▶ Supplied text
####################
Is this all there is?

My nightmarish dreams of late seem to be ones of struggle, fear, turbulence, upheaval, escape, and are full of disappointment and limited solution and purposelessness. What’s the point of life I’ve wondered?

Over the years I’ve had these mind-blowing epiphanies, seemingly profound insights, spot on intuitions, dreams of the divine, imaginative stories, and magical moments. I’ve suffered, experienced joy, been hurt, soared with success, and fallen into the dark abyss of failure and loss. I’ve lived my life to the fullest I knew how. So what?

And try as I will, I can’t answer the ‘so what’ question. I guess I expected something to happen that never did, that there would be a profound understanding at the end. But nothing? I didn’t see that coming. Paul of the bible walks down a road and has an epiphany that not only changes the direction of his life but creates a whole new religion. I have an epiphany, several actually, and nothing, ho hum, just another day at the office.

What the hell!

I have what by accepted definition are profound life altering mystical experiences and what do I get? Nothing, nada, nichts. Everything’s the same as always only I no longer see the world in quite the same way, but the joy effect eventually wears off even if the change in perspective doesn’t. The only difference is I now don’t seem to fit in anywhere. And my so-called mystical experiences amount to what? I can’t even claim to be a mystic. Again, so what?
####################
▶ Information shown
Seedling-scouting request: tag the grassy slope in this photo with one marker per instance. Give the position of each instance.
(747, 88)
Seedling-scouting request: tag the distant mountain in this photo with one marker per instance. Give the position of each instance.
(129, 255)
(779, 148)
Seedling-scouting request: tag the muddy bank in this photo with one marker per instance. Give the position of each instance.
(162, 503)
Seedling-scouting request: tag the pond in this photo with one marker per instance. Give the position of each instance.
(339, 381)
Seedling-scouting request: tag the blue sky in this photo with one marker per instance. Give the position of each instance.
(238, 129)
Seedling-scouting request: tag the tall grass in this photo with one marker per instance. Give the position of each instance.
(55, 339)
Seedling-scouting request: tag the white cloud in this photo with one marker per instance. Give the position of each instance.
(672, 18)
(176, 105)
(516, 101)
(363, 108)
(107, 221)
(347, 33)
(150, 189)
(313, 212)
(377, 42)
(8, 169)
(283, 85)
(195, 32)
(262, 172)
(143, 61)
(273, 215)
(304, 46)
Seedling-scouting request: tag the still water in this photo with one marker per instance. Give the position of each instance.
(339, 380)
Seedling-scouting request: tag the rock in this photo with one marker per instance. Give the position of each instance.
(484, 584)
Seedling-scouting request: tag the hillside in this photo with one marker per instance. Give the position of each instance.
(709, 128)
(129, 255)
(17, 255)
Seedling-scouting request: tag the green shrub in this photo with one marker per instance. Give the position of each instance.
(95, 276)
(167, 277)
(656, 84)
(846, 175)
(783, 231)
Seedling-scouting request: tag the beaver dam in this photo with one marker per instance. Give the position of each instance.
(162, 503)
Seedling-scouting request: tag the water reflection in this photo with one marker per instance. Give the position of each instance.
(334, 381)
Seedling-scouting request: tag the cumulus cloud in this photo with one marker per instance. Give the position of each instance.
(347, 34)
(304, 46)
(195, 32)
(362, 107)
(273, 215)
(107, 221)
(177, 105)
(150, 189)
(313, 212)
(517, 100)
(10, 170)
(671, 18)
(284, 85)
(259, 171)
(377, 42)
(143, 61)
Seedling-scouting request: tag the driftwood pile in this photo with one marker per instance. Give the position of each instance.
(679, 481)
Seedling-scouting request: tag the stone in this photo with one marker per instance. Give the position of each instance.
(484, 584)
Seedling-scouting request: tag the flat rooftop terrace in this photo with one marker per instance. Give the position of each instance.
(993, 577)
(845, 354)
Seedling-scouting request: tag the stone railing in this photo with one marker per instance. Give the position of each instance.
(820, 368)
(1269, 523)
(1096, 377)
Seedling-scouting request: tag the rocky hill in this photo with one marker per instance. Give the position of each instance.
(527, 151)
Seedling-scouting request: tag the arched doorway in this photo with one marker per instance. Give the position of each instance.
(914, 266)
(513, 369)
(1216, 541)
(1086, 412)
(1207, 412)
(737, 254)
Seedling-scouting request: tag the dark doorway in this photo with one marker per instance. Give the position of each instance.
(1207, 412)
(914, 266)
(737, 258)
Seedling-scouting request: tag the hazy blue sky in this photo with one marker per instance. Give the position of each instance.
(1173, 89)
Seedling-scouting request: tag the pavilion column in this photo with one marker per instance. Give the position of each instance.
####################
▶ Set of tasks
(a) From the essay "Is this all there is?", list the things the writer says they have had over the years, as named in the sentence beginning "Over the years".
(b) In the essay "Is this all there is?", what did Paul's epiphany create besides changing the direction of his life?
(c) Write out the part of the essay "Is this all there is?" starting with "Over the years" and going on through "What the hell!".
The lines aren't needed for any of this.

▶ Written responses
(a)
- Mind-blowing epiphanies
- Seemingly profound insights
- Spot on intuitions
- Dreams of the divine
- Imaginative stories
- Magical moments

(b) A whole new religion.

(c)
Over the years I’ve had these mind-blowing epiphanies, seemingly profound insights, spot on intuitions, dreams of the divine, imaginative stories, and magical moments. I’ve suffered, experienced joy, been hurt, soared with success, and fallen into the dark abyss of failure and loss. I’ve lived my life to the fullest I knew how. So what?

And try as I will, I can’t answer the ‘so what’ question. I guess I expected something to happen that never did, that there would be a profound understanding at the end. But nothing? I didn’t see that coming. Paul of the bible walks down a road and has an epiphany that not only changes the direction of his life but creates a whole new religion. I have an epiphany, several actually, and nothing, ho hum, just another day at the office.

What the hell!